[Material supplied Boundary: Start]
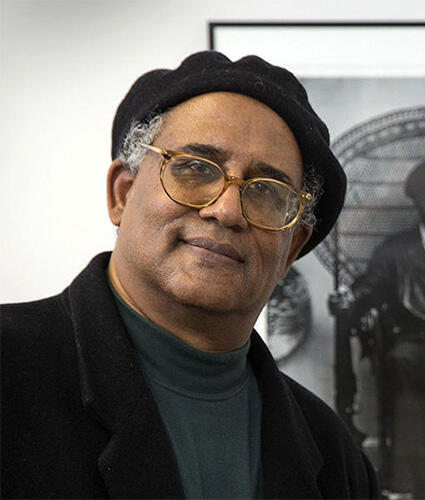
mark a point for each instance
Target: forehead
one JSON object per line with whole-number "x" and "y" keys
{"x": 246, "y": 128}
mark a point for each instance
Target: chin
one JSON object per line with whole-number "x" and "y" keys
{"x": 215, "y": 298}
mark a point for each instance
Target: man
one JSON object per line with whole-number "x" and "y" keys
{"x": 143, "y": 379}
{"x": 394, "y": 285}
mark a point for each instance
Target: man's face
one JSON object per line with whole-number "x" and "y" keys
{"x": 210, "y": 258}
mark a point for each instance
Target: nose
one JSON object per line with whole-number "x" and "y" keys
{"x": 227, "y": 209}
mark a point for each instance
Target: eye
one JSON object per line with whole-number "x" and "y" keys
{"x": 192, "y": 169}
{"x": 261, "y": 188}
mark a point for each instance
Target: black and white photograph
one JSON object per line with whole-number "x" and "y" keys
{"x": 212, "y": 281}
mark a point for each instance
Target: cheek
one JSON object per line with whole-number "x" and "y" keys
{"x": 276, "y": 255}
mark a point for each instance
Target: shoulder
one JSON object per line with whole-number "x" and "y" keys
{"x": 29, "y": 324}
{"x": 343, "y": 460}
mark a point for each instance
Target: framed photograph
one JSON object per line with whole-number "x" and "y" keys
{"x": 367, "y": 82}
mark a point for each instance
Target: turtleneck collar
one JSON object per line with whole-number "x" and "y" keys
{"x": 180, "y": 367}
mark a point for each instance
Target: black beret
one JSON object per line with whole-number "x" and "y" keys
{"x": 211, "y": 71}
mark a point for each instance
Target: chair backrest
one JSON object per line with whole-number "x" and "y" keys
{"x": 377, "y": 157}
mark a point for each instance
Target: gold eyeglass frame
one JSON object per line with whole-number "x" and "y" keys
{"x": 167, "y": 155}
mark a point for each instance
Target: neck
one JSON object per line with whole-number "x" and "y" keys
{"x": 208, "y": 331}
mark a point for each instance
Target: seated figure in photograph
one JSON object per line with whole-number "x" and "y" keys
{"x": 394, "y": 285}
{"x": 145, "y": 378}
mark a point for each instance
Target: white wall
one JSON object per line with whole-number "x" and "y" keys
{"x": 65, "y": 65}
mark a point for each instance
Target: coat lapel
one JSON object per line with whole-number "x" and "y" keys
{"x": 138, "y": 461}
{"x": 291, "y": 460}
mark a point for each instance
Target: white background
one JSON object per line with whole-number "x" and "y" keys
{"x": 65, "y": 66}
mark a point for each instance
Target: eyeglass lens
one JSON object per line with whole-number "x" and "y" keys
{"x": 196, "y": 182}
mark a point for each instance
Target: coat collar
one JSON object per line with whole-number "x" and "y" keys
{"x": 138, "y": 461}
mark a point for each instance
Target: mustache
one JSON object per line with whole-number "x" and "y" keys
{"x": 219, "y": 247}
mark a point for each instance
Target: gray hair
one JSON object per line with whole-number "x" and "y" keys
{"x": 132, "y": 154}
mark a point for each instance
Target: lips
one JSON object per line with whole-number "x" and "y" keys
{"x": 215, "y": 247}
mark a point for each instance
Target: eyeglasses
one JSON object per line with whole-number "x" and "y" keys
{"x": 196, "y": 182}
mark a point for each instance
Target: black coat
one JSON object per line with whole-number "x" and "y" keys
{"x": 79, "y": 420}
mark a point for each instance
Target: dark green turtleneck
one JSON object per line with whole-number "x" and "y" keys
{"x": 211, "y": 406}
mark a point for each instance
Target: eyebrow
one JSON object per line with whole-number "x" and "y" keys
{"x": 220, "y": 156}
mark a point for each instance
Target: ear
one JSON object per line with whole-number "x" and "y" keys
{"x": 119, "y": 183}
{"x": 301, "y": 234}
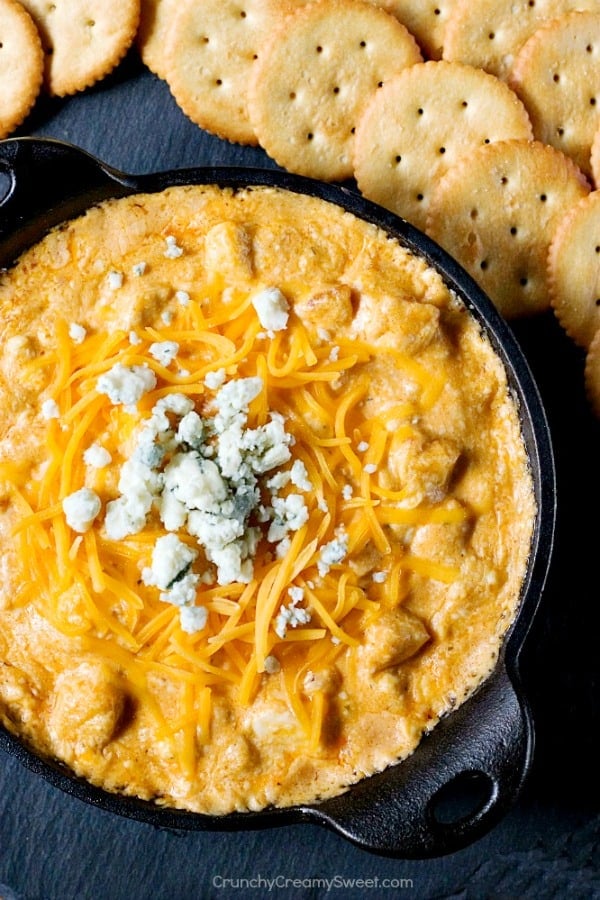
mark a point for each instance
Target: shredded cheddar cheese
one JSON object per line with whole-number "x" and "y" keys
{"x": 260, "y": 539}
{"x": 298, "y": 378}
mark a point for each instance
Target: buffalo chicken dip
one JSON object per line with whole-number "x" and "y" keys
{"x": 265, "y": 504}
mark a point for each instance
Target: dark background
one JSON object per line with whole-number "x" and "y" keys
{"x": 54, "y": 847}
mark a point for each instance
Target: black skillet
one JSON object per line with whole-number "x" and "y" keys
{"x": 467, "y": 773}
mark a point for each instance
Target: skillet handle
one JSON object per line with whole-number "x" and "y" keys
{"x": 44, "y": 182}
{"x": 486, "y": 744}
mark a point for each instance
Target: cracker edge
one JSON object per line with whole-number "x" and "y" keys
{"x": 37, "y": 70}
{"x": 556, "y": 304}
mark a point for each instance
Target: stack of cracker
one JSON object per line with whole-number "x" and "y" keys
{"x": 478, "y": 121}
{"x": 59, "y": 47}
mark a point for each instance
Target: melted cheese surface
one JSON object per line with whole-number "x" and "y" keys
{"x": 355, "y": 624}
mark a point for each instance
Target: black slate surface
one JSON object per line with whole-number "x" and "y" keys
{"x": 54, "y": 847}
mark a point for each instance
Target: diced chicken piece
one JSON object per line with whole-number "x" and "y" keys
{"x": 17, "y": 694}
{"x": 228, "y": 250}
{"x": 328, "y": 307}
{"x": 405, "y": 325}
{"x": 87, "y": 708}
{"x": 392, "y": 639}
{"x": 422, "y": 465}
{"x": 325, "y": 680}
{"x": 18, "y": 351}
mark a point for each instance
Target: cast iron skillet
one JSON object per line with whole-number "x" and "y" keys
{"x": 467, "y": 773}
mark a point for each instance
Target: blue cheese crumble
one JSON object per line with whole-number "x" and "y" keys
{"x": 164, "y": 352}
{"x": 126, "y": 384}
{"x": 81, "y": 508}
{"x": 271, "y": 308}
{"x": 292, "y": 615}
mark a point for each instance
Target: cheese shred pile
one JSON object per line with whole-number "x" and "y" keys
{"x": 304, "y": 604}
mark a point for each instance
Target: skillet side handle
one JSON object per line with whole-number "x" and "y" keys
{"x": 415, "y": 810}
{"x": 44, "y": 182}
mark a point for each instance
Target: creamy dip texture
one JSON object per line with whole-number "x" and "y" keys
{"x": 265, "y": 507}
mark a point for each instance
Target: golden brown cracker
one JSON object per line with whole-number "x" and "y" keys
{"x": 316, "y": 76}
{"x": 496, "y": 212}
{"x": 427, "y": 21}
{"x": 83, "y": 39}
{"x": 421, "y": 122}
{"x": 155, "y": 20}
{"x": 574, "y": 270}
{"x": 592, "y": 374}
{"x": 212, "y": 48}
{"x": 489, "y": 33}
{"x": 21, "y": 65}
{"x": 557, "y": 75}
{"x": 595, "y": 158}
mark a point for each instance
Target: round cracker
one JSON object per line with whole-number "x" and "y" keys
{"x": 21, "y": 65}
{"x": 152, "y": 37}
{"x": 83, "y": 39}
{"x": 557, "y": 76}
{"x": 592, "y": 374}
{"x": 489, "y": 33}
{"x": 421, "y": 123}
{"x": 595, "y": 158}
{"x": 212, "y": 49}
{"x": 496, "y": 212}
{"x": 427, "y": 21}
{"x": 574, "y": 270}
{"x": 315, "y": 78}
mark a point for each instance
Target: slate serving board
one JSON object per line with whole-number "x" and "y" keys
{"x": 53, "y": 847}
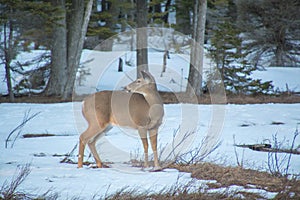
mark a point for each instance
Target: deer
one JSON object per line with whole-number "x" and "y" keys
{"x": 138, "y": 106}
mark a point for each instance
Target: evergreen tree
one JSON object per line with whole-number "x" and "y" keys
{"x": 271, "y": 30}
{"x": 107, "y": 18}
{"x": 230, "y": 59}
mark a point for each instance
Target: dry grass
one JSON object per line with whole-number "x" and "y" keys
{"x": 227, "y": 176}
{"x": 170, "y": 97}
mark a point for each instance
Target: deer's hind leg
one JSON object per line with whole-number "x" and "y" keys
{"x": 143, "y": 136}
{"x": 90, "y": 137}
{"x": 153, "y": 140}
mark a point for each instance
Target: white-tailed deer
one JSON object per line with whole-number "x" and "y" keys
{"x": 139, "y": 107}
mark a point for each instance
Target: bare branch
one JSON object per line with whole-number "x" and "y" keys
{"x": 27, "y": 117}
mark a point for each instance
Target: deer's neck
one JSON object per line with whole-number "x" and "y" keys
{"x": 152, "y": 97}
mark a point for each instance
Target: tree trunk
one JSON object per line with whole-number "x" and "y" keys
{"x": 67, "y": 47}
{"x": 141, "y": 37}
{"x": 167, "y": 10}
{"x": 194, "y": 86}
{"x": 59, "y": 65}
{"x": 183, "y": 24}
{"x": 8, "y": 57}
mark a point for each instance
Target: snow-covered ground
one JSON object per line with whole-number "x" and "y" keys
{"x": 249, "y": 124}
{"x": 117, "y": 147}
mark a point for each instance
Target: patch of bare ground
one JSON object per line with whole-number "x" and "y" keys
{"x": 248, "y": 178}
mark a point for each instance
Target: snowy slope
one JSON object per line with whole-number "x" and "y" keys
{"x": 62, "y": 120}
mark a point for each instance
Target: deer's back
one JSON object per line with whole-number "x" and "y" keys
{"x": 117, "y": 108}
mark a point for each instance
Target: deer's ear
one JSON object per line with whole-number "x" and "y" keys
{"x": 147, "y": 76}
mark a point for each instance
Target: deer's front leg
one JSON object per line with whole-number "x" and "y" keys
{"x": 153, "y": 139}
{"x": 143, "y": 135}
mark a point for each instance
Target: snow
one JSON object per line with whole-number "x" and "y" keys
{"x": 62, "y": 120}
{"x": 248, "y": 124}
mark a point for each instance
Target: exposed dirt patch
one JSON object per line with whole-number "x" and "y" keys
{"x": 34, "y": 135}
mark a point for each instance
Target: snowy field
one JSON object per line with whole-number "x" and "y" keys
{"x": 117, "y": 147}
{"x": 249, "y": 124}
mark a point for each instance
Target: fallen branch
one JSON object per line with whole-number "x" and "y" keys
{"x": 26, "y": 119}
{"x": 267, "y": 148}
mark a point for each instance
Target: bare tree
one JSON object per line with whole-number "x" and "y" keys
{"x": 141, "y": 37}
{"x": 197, "y": 51}
{"x": 68, "y": 37}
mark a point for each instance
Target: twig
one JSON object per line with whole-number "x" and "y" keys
{"x": 26, "y": 119}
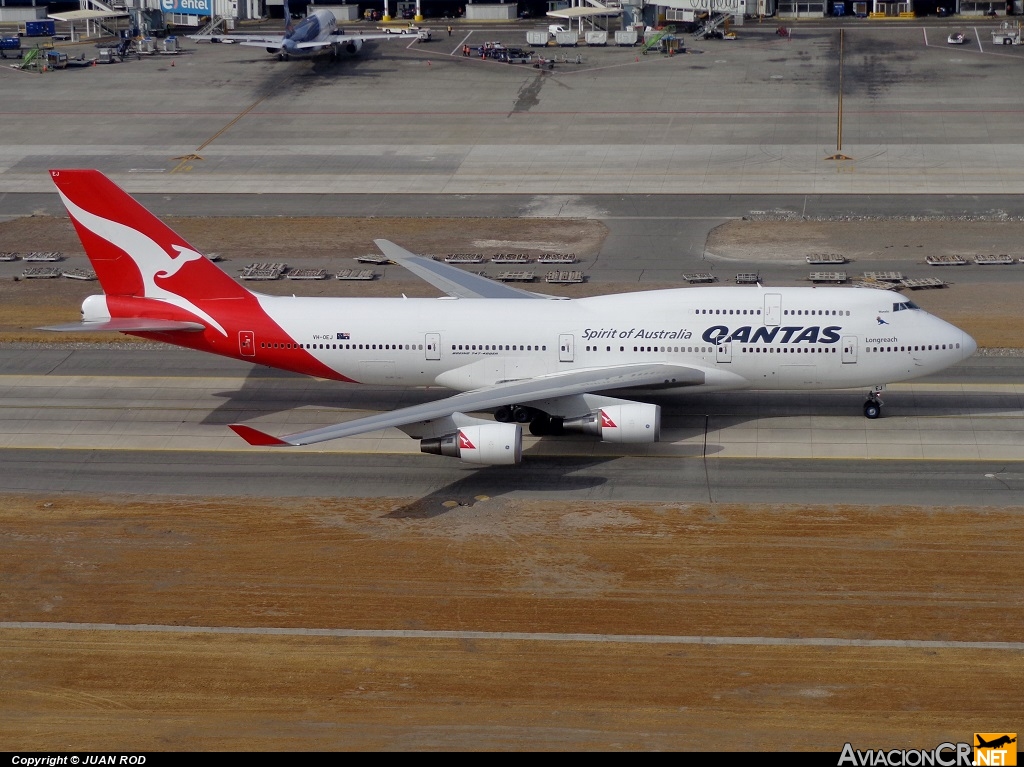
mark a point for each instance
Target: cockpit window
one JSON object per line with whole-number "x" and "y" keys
{"x": 903, "y": 305}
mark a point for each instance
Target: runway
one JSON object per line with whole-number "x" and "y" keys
{"x": 159, "y": 426}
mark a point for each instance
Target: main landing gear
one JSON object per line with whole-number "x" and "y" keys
{"x": 541, "y": 424}
{"x": 872, "y": 408}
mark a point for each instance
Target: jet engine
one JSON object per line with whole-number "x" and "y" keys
{"x": 489, "y": 444}
{"x": 634, "y": 423}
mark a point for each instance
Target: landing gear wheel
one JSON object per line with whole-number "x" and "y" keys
{"x": 522, "y": 415}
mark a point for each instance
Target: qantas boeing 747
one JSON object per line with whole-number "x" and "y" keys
{"x": 317, "y": 33}
{"x": 554, "y": 365}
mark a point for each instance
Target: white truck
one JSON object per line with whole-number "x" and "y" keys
{"x": 1007, "y": 35}
{"x": 627, "y": 37}
{"x": 566, "y": 39}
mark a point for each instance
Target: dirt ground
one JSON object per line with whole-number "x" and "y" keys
{"x": 989, "y": 311}
{"x": 603, "y": 568}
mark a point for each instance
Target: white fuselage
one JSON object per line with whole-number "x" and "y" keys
{"x": 759, "y": 338}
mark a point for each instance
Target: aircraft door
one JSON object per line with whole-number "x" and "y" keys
{"x": 849, "y": 348}
{"x": 432, "y": 346}
{"x": 565, "y": 352}
{"x": 773, "y": 308}
{"x": 247, "y": 343}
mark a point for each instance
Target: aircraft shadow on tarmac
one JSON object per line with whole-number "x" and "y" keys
{"x": 552, "y": 476}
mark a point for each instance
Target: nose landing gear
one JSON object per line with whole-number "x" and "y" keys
{"x": 872, "y": 408}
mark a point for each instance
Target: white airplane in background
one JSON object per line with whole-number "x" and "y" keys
{"x": 529, "y": 358}
{"x": 317, "y": 33}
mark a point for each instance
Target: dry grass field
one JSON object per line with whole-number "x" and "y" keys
{"x": 555, "y": 568}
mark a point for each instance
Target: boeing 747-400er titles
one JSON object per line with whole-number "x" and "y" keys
{"x": 315, "y": 34}
{"x": 529, "y": 358}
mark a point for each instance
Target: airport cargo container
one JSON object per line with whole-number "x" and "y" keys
{"x": 45, "y": 28}
{"x": 537, "y": 37}
{"x": 627, "y": 37}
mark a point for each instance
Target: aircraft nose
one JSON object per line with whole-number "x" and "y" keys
{"x": 968, "y": 345}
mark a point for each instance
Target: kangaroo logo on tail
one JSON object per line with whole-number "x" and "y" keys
{"x": 151, "y": 258}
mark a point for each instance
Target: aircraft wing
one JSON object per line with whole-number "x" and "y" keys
{"x": 452, "y": 280}
{"x": 534, "y": 389}
{"x": 274, "y": 41}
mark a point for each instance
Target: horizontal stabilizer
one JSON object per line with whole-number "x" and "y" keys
{"x": 128, "y": 325}
{"x": 255, "y": 436}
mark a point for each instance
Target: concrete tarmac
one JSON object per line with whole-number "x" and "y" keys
{"x": 758, "y": 115}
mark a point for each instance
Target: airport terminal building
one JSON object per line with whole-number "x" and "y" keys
{"x": 583, "y": 14}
[Material supplied Boundary: End]
Problem requirements: Among the records, find each line where the word "airport" occurs, and copy it.

Finished exercise:
Target: airport cargo container
Target: airport terminal building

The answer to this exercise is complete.